[Text for analysis — start]

The people have been “sprayed like cockroaches” says Noel Amilcar Chapuez Guevara, governor of the council of Awa Tatchan, one of the many indigenous farming communities in Putumayo.

Often, wind would carry the pesticides to neighboring Ecuador, which eventually filed a lawsuit at the International Court of Justice in the Hague, arguing that the sprayings had caused serious damage to people, crops, animals and the environment. In 2013, the case was settled out of court for $15 million. But Colombia’s citizens and victims have never seen a single peso for the damage done by the fumigations.

According to the Associated Press “the ban was heralded by leftists and members of the Revolutionary Armed Forces of Colombia who have long compared the program to the United States’ use of Agent Orange in Vietnam.”

Glyphosate is used in products such as Monsanto’s Roundup. The agritech giant has repeatedly insisted on the safety of their flagship product that’s also the world’s most widely used herbicide.

[Text for analysis — finish]
[Material supplied — start]

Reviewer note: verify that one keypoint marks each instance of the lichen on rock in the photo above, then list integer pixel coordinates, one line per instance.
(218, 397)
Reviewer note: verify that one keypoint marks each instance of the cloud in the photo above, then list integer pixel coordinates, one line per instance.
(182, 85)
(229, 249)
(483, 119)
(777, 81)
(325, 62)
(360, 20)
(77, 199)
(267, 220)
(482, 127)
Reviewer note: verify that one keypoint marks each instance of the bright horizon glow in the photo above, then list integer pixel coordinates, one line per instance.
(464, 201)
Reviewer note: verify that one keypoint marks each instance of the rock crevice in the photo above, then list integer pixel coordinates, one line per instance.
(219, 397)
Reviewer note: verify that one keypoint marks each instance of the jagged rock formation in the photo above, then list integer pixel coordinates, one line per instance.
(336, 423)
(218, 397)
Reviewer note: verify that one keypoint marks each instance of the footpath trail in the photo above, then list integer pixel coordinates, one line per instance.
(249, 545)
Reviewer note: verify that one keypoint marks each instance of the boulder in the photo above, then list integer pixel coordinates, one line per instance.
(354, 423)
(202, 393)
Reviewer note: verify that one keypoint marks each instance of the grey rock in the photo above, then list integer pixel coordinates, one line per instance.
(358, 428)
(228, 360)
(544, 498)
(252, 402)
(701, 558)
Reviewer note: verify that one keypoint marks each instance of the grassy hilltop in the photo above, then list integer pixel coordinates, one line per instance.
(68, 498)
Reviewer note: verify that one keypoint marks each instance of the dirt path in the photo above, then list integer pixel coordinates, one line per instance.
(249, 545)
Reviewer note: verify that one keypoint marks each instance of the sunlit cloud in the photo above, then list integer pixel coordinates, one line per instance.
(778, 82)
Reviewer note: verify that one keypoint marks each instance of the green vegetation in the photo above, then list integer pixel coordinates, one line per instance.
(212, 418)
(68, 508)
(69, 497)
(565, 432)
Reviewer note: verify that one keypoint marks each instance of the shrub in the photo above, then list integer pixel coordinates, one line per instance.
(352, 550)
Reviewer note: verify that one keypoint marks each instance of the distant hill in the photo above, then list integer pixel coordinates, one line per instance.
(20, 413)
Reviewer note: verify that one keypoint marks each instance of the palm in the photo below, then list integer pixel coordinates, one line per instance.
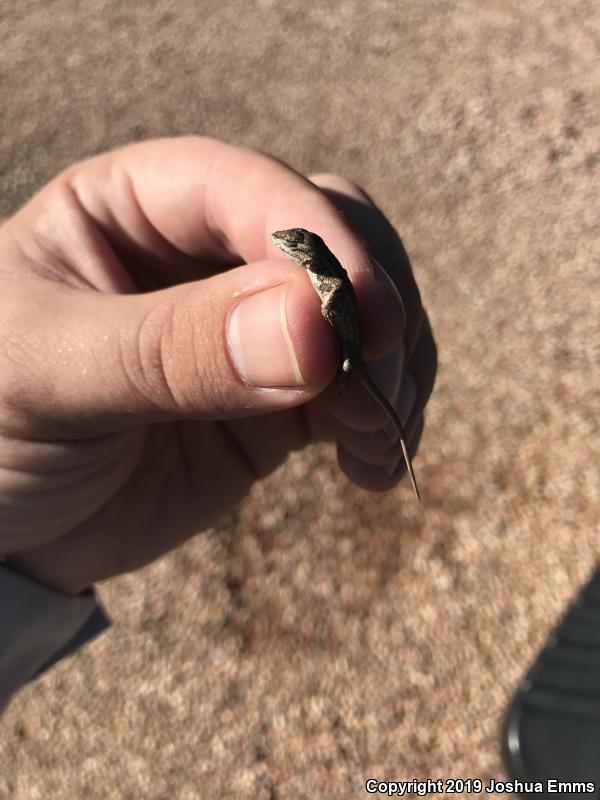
(147, 490)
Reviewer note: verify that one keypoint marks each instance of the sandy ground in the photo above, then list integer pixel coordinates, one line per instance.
(309, 643)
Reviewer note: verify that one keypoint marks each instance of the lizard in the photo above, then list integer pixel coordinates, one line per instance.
(339, 307)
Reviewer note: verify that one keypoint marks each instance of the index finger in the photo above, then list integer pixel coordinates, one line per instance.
(209, 200)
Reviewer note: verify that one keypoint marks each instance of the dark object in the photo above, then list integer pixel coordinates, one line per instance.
(331, 282)
(552, 728)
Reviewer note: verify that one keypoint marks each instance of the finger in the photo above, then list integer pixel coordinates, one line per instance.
(84, 363)
(191, 197)
(422, 366)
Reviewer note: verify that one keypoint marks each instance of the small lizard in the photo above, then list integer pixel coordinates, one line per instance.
(339, 307)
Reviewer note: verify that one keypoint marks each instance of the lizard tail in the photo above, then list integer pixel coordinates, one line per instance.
(381, 400)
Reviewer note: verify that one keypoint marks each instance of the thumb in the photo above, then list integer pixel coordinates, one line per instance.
(80, 363)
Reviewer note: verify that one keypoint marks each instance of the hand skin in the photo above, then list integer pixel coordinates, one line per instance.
(125, 426)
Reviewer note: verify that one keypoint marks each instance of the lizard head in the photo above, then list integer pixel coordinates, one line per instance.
(297, 243)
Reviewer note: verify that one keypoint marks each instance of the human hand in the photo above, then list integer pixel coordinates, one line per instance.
(144, 351)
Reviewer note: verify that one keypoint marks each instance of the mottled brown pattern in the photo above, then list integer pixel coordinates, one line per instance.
(306, 645)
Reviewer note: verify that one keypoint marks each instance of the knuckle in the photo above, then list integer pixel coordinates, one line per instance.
(147, 356)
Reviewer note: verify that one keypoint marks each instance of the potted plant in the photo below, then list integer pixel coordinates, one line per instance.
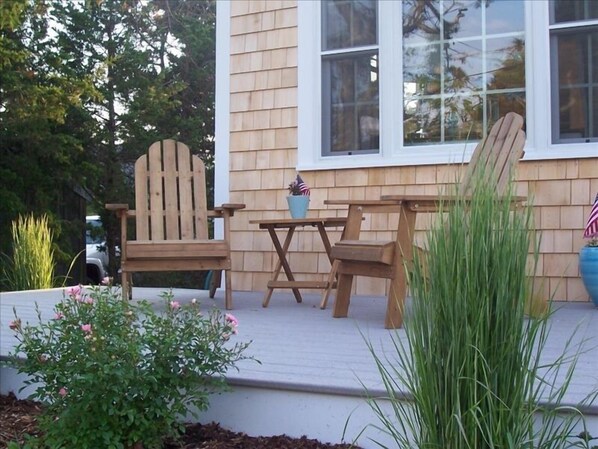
(298, 199)
(588, 256)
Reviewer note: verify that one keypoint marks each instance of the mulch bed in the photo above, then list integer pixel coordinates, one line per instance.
(18, 418)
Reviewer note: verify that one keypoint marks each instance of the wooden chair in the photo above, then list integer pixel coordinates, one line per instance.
(171, 219)
(498, 152)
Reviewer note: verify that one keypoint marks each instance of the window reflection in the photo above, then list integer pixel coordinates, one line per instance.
(349, 23)
(354, 97)
(466, 58)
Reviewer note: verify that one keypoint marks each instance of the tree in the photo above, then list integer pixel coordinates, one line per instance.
(113, 76)
(40, 159)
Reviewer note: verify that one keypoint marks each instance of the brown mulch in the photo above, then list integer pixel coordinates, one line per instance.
(18, 418)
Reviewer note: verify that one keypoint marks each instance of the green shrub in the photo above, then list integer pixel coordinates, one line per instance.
(114, 374)
(32, 264)
(469, 358)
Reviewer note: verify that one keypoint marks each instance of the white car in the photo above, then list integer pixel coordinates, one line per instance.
(95, 248)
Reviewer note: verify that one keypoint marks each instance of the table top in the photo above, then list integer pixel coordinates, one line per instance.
(293, 222)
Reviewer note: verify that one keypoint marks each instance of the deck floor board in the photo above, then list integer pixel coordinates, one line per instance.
(301, 347)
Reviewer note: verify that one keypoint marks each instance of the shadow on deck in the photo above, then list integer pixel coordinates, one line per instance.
(314, 368)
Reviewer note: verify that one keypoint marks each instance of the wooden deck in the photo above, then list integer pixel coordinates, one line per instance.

[Material supplied — finish]

## Actions to take
a: Using the article on pesticide spraying in Colombia, explain in one to three sentences why Ecuador filed a lawsuit at the International Court of Justice.
b: Proceed with the article on pesticide spraying in Colombia, picking up after its final sentence.
The entries have no connection to the article on pesticide spraying in Colombia.

## Per-task outputs
a: Wind often carried the pesticides across the border into neighboring Ecuador. In its lawsuit, Ecuador argued that the sprayings had caused serious damage to people, crops, animals and the environment.

b:
Experts insisted to the Associated Press that the better method to eradicate illegal coca is one that’s already in place where workers pull up coca bushes by the roots to ensure plants can’t grow back. The government has been promising to scale up this approach.

Meanwhile, glyphosate made another set of overseas headlines last week. Reuters reported that a European Parliament motion supported renewal for seven years instead of 15 and urged a ban on non-professional use, as well as in and around public parks and playgrounds.

European Parliament explained their resolution in a April 13 press release stating:

Given concerns about the carcinogenicity and endocrine disruptive properties of the herbicide glyphosate, used in many farm and garden applications, the EU Commission should renew its marketing approval for just 7 years, instead of 15, and for professional uses only, Parliament says in a resolution voted on Wednesday. MEPs call for an independent review and the publication of all the scientific evidence that the European Food Safety Authority (EFSA) used to assess glyphosate.

Glyphosate use is opposed by some EU member states such as France, Sweden, Italy and the Netherlands. Britain and Germany reportedly are in favor of its use.